PROBLEM TO SOLVE:
Reproduce the records below, swapping every instance of "photo above" for "image above" and leaving all other text unchanged. Omit the pictures from your answer.

start DATASET

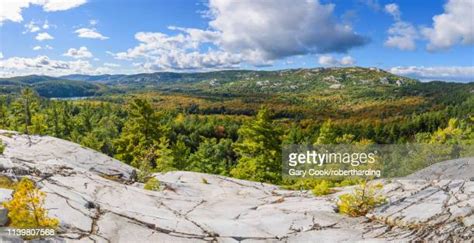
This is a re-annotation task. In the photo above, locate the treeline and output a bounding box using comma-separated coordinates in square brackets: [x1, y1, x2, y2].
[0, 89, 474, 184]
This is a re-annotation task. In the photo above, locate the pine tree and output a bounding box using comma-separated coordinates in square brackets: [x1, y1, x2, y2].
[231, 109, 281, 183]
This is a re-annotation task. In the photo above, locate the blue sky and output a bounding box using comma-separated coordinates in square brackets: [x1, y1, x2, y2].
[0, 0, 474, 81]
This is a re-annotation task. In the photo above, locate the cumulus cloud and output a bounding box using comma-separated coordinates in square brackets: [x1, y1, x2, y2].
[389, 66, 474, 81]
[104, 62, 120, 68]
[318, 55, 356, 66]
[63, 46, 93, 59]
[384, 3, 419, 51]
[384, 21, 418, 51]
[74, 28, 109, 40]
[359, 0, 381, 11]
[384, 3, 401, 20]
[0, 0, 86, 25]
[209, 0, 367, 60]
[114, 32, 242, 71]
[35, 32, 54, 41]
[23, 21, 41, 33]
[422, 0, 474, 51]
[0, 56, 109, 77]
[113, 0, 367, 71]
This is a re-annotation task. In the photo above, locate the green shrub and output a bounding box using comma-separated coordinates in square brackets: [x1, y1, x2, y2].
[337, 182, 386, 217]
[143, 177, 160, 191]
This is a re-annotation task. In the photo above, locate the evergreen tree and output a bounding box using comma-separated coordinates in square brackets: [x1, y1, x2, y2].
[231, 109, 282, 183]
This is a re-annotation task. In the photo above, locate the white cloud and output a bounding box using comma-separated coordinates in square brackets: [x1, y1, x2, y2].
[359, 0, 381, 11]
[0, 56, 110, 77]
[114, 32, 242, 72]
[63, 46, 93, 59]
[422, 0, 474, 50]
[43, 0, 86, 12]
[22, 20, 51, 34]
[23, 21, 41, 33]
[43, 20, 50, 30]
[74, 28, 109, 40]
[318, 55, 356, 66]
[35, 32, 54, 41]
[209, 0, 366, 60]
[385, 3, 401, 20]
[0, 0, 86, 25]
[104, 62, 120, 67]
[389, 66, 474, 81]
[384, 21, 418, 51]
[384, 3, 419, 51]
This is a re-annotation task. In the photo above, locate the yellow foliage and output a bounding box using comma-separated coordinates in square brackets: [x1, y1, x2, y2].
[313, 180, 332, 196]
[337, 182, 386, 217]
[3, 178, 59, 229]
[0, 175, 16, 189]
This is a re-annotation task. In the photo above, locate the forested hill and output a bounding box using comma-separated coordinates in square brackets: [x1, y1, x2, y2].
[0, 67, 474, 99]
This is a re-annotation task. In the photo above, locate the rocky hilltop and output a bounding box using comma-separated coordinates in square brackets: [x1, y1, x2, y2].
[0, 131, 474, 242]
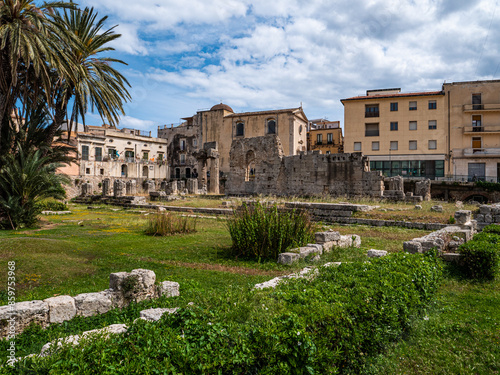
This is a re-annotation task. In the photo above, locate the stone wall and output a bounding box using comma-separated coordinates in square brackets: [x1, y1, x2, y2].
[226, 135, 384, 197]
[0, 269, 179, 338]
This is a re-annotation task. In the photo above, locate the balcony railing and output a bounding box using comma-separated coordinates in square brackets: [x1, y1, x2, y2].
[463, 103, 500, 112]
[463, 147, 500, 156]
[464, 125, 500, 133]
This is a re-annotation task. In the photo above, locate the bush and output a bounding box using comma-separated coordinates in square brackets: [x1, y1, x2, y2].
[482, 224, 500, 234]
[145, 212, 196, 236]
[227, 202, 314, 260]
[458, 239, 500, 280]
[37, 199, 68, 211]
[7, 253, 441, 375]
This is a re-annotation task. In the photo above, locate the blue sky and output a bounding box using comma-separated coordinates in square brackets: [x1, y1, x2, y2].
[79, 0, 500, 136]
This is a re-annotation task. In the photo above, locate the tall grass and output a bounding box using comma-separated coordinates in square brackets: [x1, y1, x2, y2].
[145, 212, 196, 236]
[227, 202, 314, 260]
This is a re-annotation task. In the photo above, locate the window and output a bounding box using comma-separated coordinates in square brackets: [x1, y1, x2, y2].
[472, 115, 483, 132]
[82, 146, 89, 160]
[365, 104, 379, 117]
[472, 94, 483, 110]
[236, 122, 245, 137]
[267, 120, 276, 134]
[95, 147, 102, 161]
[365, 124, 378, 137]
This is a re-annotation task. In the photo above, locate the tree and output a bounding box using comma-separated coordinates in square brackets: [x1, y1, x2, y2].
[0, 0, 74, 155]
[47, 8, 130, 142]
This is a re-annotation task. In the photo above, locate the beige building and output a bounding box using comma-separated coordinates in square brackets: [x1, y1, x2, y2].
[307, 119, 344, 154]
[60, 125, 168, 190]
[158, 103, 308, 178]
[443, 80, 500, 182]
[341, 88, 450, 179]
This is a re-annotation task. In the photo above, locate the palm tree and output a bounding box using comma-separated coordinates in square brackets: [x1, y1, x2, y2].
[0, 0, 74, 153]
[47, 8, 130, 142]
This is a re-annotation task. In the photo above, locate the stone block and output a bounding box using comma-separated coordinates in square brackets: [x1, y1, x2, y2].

end DATASET

OUTPUT BELOW:
This is a re-annotation task. In the image above, locate the treeline and output a bounding box using comma-separated coordinates in square brackets: [x1, y1, x2, y2].
[0, 89, 474, 184]
This is a re-annotation task. In the image above, locate the pine tree and output a bounding box using comma-separated coordinates in square brackets: [x1, y1, x2, y2].
[231, 109, 281, 183]
This is a re-annotation task. In the image above, locate the blue sky and output a bounding box using comma-separated coordinates in square brackets: [x1, y1, x2, y2].
[0, 0, 474, 81]
This is a re-annotation task. In the image above, locate the cumulus cloud and output a bounding box using comma-separated coordinates in square brackets: [x1, y1, x2, y2].
[389, 66, 474, 81]
[104, 62, 120, 68]
[318, 55, 356, 66]
[63, 46, 93, 59]
[384, 3, 419, 51]
[384, 21, 418, 51]
[74, 28, 109, 40]
[359, 0, 381, 11]
[384, 3, 401, 20]
[0, 0, 86, 25]
[209, 0, 367, 60]
[114, 32, 242, 71]
[35, 32, 54, 41]
[23, 21, 41, 33]
[422, 0, 474, 51]
[0, 56, 109, 77]
[113, 0, 367, 71]
This is a re-annotation task. In the image above, locate the green shrub and output a bounding box using comma-separated coordinates in square brackets: [x1, y1, x2, y2].
[337, 182, 386, 217]
[143, 177, 160, 191]
This is a re-annotation task. In the image above, locate the evergreen tree and output a bounding box using comma-separated coordinates in square brackets: [x1, y1, x2, y2].
[231, 109, 282, 183]
This is a re-annotation task. In the image above, locate the white cloud and output a bounding box using comma-separated coordinates in square brackets: [x1, y1, x2, y2].
[359, 0, 381, 11]
[0, 56, 110, 77]
[114, 32, 242, 72]
[63, 46, 93, 59]
[422, 0, 474, 50]
[43, 0, 86, 12]
[22, 20, 51, 34]
[23, 21, 41, 33]
[43, 20, 50, 30]
[74, 28, 109, 40]
[318, 55, 356, 66]
[35, 32, 54, 41]
[209, 0, 366, 60]
[385, 3, 401, 20]
[0, 0, 86, 25]
[104, 62, 120, 67]
[389, 66, 474, 81]
[384, 21, 418, 51]
[384, 3, 419, 51]
This is a re-annotation task. In the image above, locate the yellow foliage and output a bounding box using comma-separated coordinates in square brackets: [x1, y1, x2, y2].
[313, 180, 332, 196]
[337, 182, 386, 217]
[3, 178, 59, 229]
[0, 175, 16, 189]
This is a re-annotation task. In the image above, locate the forested hill and output a bounding box using comma-separated coordinates in square brackets: [x1, y1, x2, y2].
[0, 67, 474, 99]
This is a re-annotation task. In the image above, locate the rocky hilltop and output a bounding box using comma-separated coordinates in square brackets: [x1, y1, x2, y2].
[0, 131, 474, 242]
This is a re-annotation task. In the image above, locate the stone wall and output a bounding box using comma-separated coordinates in square brackets: [x1, y1, x2, y2].
[226, 135, 384, 197]
[0, 269, 179, 338]
This is a re-annotation task. In the image above, locate the balcony railing and output a bounding box using comma-separated coordinates in square brackets: [x1, y1, x2, y2].
[463, 103, 500, 112]
[463, 147, 500, 156]
[464, 125, 500, 133]
This is a re-annotation task. In the image above, locate the bush and output a bounding box using comma-separated coordinates in square brackets: [x1, y1, x2, y2].
[482, 224, 500, 234]
[145, 212, 196, 236]
[227, 202, 314, 260]
[458, 239, 500, 280]
[37, 199, 68, 211]
[7, 253, 441, 375]
This is a re-annotation task. In the image above, locate the blue sky and output a bounding box using comma-separated coordinates in square brackets: [x1, y1, x2, y2].
[79, 0, 500, 136]
This is a re-annotation task. In the image above, locate the tall grass and output a bounding box using comma-separated coordinates in square brackets: [x1, y1, x2, y2].
[145, 212, 196, 236]
[227, 202, 314, 260]
This is a re-annotation task. In the image above, locate the window and output a bounding box using comma-separated coordinates in square brackets: [x1, y1, x2, y2].
[472, 115, 483, 132]
[82, 146, 89, 160]
[365, 104, 379, 117]
[472, 94, 483, 110]
[236, 122, 245, 137]
[267, 120, 276, 134]
[95, 147, 102, 161]
[365, 124, 378, 137]
This is a re-annotation task. In the image above, locate the tree and output a bounding box using comma-separated coordinates in square brackets: [x1, y1, x2, y2].
[0, 0, 74, 155]
[47, 8, 130, 142]
This is a re-annotation task. In the image above, locate the beige building and output a bounding box using comma-separated coordinates in square brackets: [x1, y1, x2, y2].
[307, 119, 344, 154]
[60, 125, 168, 190]
[158, 103, 308, 178]
[443, 80, 500, 182]
[341, 88, 450, 179]
This is a re-annotation task. In the image above, locate the palm tree and output a bounding box using comma-separated coordinates in square brackets: [x1, y1, x2, y2].
[0, 0, 74, 153]
[47, 8, 130, 142]
This is a re-annotation task. In the image above, locate the stone block and output a bounding box using comma-separated coordinates in square brackets: [x1, y1, x2, y2].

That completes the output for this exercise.